**PROVIDED RECORDS:**
==*==

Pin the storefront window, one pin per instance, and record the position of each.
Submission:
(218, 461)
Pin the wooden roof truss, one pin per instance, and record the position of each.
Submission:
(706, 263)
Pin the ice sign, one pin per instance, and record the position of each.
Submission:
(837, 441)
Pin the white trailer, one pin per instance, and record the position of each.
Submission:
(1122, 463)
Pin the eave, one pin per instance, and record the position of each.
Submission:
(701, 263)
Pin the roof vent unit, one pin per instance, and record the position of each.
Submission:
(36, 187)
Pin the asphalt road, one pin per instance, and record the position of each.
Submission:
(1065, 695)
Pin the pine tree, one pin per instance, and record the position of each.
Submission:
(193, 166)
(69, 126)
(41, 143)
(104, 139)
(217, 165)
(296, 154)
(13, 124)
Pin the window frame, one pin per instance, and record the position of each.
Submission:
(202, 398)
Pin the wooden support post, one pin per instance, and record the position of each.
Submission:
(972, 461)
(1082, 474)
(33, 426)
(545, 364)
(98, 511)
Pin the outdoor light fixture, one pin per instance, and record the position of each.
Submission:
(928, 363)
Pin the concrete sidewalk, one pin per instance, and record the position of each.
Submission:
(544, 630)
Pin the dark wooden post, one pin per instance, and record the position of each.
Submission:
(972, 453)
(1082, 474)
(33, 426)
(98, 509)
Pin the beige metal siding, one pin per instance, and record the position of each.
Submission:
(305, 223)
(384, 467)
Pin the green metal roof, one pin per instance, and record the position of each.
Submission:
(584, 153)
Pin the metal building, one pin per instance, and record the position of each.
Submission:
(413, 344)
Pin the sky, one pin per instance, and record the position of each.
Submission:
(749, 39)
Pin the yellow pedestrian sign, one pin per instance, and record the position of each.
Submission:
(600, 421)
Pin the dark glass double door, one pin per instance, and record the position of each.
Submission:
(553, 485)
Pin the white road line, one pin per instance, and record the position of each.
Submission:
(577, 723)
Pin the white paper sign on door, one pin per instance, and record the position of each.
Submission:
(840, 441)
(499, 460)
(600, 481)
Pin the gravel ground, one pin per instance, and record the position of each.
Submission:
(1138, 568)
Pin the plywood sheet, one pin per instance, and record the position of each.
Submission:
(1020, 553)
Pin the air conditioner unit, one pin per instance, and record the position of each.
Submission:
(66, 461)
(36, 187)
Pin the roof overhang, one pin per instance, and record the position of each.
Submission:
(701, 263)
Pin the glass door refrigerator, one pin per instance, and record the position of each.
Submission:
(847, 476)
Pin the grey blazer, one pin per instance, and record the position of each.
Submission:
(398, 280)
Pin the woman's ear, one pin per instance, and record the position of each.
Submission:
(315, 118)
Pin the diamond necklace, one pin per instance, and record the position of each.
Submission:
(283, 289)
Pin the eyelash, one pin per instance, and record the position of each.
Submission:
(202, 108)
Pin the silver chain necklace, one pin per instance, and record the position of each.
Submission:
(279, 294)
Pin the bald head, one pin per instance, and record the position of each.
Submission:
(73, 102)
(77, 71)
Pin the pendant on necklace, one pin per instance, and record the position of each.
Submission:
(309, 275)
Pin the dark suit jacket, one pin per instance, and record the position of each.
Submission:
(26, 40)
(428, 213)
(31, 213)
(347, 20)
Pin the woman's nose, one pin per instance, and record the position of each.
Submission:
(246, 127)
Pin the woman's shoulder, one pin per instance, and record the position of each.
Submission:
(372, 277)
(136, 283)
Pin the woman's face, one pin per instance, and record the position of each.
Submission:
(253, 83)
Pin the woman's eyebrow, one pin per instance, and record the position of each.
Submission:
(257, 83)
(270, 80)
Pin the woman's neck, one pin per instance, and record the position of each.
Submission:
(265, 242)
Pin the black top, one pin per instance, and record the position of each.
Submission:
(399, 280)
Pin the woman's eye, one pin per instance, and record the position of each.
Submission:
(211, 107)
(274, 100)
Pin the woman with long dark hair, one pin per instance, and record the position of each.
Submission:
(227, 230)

==*==

Copy all of the listing above exactly, please.

Pin the storefront window, one pin per instance, and record the position of each.
Submission:
(218, 461)
Pin the wooden roof truss, one pin per instance, and record the position of each.
Submission:
(706, 263)
Pin the ice sign, one pin per instance, and record the position of each.
Submission:
(837, 441)
Pin the white trailer, one pin per instance, and record the position of each.
Submission:
(1122, 463)
Pin the eave, one pin per instance, and record the position of each.
Submission:
(701, 263)
Pin the roof vent unit, one pin per instance, and record the position of each.
Submission:
(36, 187)
Pin the asphalt road, one pin per instance, and record the position of each.
Submission:
(1065, 695)
Pin the pine tree, one pin per instance, and record the position of each.
Submission:
(193, 166)
(69, 126)
(41, 143)
(104, 139)
(217, 165)
(296, 154)
(13, 124)
Pin the window frame, one pin per instance, and record the position of each.
Submission:
(202, 398)
Pin the wooden support post, one pin per instance, and record the position of each.
Submission:
(972, 461)
(1082, 474)
(33, 426)
(545, 364)
(98, 511)
Pin the outdoor light fixture, one pin per instance, and record the position of each.
Submission:
(928, 363)
Pin the concrete sidewalk, one pin per instance, and record the position of each.
Submission:
(544, 630)
Pin the dark wooden post, one pin per instance, and record the position of each.
Submission:
(972, 453)
(1082, 474)
(33, 426)
(98, 509)
Pin the beige metal siding, one pin per instance, and record the position of each.
Submission:
(305, 223)
(384, 467)
Pin the green metal roof, one pin per instance, and record the position of each.
Submission:
(584, 153)
Pin the metal building, one pin per instance, and record the position of each.
Submission:
(413, 344)
Pin the sky, one pin per instance, and record the position of each.
Submission:
(749, 39)
Pin the yellow pedestrian sign, one pin per instance, and record the position of each.
Submission:
(600, 421)
Pin the dark glass double door, one pin per instance, and record the position of each.
Submission:
(553, 485)
Pin the white road line, one pin per instance, and record the position of each.
Submission:
(577, 723)
Pin the white paper sign on door, one pin per instance, and record the position of each.
Submission:
(840, 441)
(499, 460)
(600, 481)
Pin the gravel ground, one pin per instance, and record the position of each.
Submission:
(1138, 568)
Pin the plywood sheet, one pin per instance, and record the position of each.
Submission:
(1020, 553)
Pin the air conditioner unit, one pin per instance, and record the position of each.
Submission:
(66, 461)
(36, 187)
Pin the roof overhang, one pin per instance, and record the position of each.
Submission:
(701, 263)
Pin the glass door refrigerator, one pin per instance, and record the position of each.
Submission:
(847, 476)
Pin the grey blazer, one pin per instance, and record the position of each.
Submission:
(398, 280)
Pin the woman's ear, one pin per instance, and record the position of each.
Submission:
(315, 118)
Pin the diamond necklace, one pin per instance, and record the position of each.
Submission:
(283, 289)
Pin the eyelash, one pin per instance, and record the position of each.
Submission:
(202, 108)
Pin the silver chain necklace, one pin per instance, and record the position of each.
Submission:
(279, 294)
Pin the bald head, one pin per instance, and record the position of each.
Submission:
(73, 102)
(77, 71)
Pin the pendant on necklace, one pin per instance, and record the position of each.
Submission:
(309, 275)
Pin the dark suit jacket, one pin per instance, and record the position of each.
Submission:
(26, 40)
(428, 213)
(31, 213)
(347, 20)
Pin the woman's nose, one pin per instance, and record the position of each.
Submission:
(246, 127)
Pin the woman's shoulder, one pin per instance, and record the position of each.
Submission:
(372, 277)
(136, 283)
Pin the woman's face, one pin per instance, and record the position of each.
Submission:
(253, 83)
Pin the woman's eyebrow, one pin per instance, and record the position of each.
Submission:
(257, 83)
(270, 80)
Pin the woman's neck, one pin per instance, and record the position of each.
Submission:
(265, 242)
Pin the black top, one pin per instance, and record the position of each.
Submission:
(399, 280)
Pin the woman's eye, one pin per instance, and record the position of each.
Submission:
(211, 107)
(274, 100)
Pin the woman with long dark hair, one pin per instance, and record the position of each.
Submission:
(227, 230)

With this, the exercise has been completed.